**WRITTEN TASKS**
- a) In the piece about the artists Larry Achiampong and David Blandy, whose writings inspired the Finding Fanon trilogy?
- b) From the piece about Achiampong and Blandy, repeat the stretch from "With their collaborative" through "and psychic borders." word for word.

**SELECTION**
------------

The world of Grand Theft Auto might seem an unlikely arena in which to tackle social politics, but for mixed-media artists Larry Achiampong and David Blandy the virtual space of gaming offers a pertinent metaphor for the structures that govern our lives and experiences IRL. Since 2013, they have collaborated on video, performance and installation work examining the pervasive influence of residual colonial attitudes on collective and individual consciousnesses, and considered the ways in which those attitudes might be disrupted and subverted – how the structure might be hacked. With their most recent exhibition, The Grid, shown across two sites at Copperfield and Seventeen in London, Larry and David collated a series of films made throughout their time working together, presenting their sustained interrogation of colonial narratives against virtual and futuristic backdrops.
With their collaborative video-based works, Larry and David explore the worlds of Grand Theft Auto, Metal Gear Solid and Skyrim, using them as a vehicle for their conversation around race relations. The Finding Fanon trilogy, the first films they made together in the digital realm, is inspired by the writings of radical humanist social philosopher Frantz Fanon. Their FF Gaiden films explore issues around migration and class. A Terrible Fiction is an exploration of Darwin’s theory of evolution and his relationship with his taxidermy teacher John Edmonstone, a freed slave. Their more recent work, The Wall and the Incongruous, examines the construction of physical and psychic borders.

------------

**SUPPLIED ENTRIES**
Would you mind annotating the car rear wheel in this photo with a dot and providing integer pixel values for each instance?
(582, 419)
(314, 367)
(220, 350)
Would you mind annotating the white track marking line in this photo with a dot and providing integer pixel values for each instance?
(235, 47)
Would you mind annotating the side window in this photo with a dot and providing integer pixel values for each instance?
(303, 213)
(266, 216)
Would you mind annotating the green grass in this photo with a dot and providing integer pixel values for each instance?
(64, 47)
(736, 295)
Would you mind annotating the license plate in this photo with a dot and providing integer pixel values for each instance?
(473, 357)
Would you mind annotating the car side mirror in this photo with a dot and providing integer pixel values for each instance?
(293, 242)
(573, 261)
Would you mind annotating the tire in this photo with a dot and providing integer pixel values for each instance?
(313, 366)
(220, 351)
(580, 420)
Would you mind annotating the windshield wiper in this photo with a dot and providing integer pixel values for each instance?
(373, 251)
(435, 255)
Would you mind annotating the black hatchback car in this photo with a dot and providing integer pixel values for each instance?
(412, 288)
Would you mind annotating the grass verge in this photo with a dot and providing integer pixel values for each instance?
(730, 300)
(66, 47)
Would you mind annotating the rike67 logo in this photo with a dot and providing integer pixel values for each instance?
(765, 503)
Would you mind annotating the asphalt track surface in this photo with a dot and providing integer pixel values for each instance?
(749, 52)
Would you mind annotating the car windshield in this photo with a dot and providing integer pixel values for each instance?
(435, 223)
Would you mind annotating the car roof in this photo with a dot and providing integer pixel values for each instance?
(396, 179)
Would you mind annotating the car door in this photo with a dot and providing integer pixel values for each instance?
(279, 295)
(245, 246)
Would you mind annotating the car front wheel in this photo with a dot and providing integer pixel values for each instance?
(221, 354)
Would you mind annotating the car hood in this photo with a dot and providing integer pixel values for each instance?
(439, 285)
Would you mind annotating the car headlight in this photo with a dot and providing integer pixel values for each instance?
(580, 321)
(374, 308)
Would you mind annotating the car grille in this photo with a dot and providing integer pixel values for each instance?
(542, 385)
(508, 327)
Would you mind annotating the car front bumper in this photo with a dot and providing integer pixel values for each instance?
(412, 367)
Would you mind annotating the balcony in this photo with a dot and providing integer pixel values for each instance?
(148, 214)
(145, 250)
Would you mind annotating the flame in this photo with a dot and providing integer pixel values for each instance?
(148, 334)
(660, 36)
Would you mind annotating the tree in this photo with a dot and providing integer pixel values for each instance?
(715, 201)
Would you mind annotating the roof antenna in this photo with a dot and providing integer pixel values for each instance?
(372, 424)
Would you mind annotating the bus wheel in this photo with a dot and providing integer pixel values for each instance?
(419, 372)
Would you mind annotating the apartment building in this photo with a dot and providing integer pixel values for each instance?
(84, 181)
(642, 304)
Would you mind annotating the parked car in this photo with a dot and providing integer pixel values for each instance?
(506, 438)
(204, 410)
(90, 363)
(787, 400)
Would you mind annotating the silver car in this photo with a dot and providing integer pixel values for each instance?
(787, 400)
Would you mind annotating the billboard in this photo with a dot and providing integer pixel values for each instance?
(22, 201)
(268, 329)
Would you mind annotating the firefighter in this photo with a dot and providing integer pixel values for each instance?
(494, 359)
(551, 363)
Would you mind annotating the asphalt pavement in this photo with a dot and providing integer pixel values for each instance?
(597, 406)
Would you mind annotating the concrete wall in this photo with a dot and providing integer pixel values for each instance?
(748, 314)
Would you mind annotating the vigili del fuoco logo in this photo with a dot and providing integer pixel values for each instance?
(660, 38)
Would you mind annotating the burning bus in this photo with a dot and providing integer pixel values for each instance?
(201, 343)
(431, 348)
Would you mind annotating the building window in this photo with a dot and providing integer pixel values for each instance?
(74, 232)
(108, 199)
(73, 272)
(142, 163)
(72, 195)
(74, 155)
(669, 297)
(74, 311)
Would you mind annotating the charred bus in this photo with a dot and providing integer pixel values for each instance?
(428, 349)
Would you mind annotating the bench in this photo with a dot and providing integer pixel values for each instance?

------------

**SOLUTIONS BY TASK**
- a) The writings of the radical humanist social philosopher Frantz Fanon.

- b)
With their collaborative video-based works, Larry and David explore the worlds of Grand Theft Auto, Metal Gear Solid and Skyrim, using them as a vehicle for their conversation around race relations. The Finding Fanon trilogy, the first films they made together in the digital realm, is inspired by the writings of radical humanist social philosopher Frantz Fanon. Their FF Gaiden films explore issues around migration and class. A Terrible Fiction is an exploration of Darwin’s theory of evolution and his relationship with his taxidermy teacher John Edmonstone, a freed slave. Their more recent work, The Wall and the Incongruous, examines the construction of physical and psychic borders.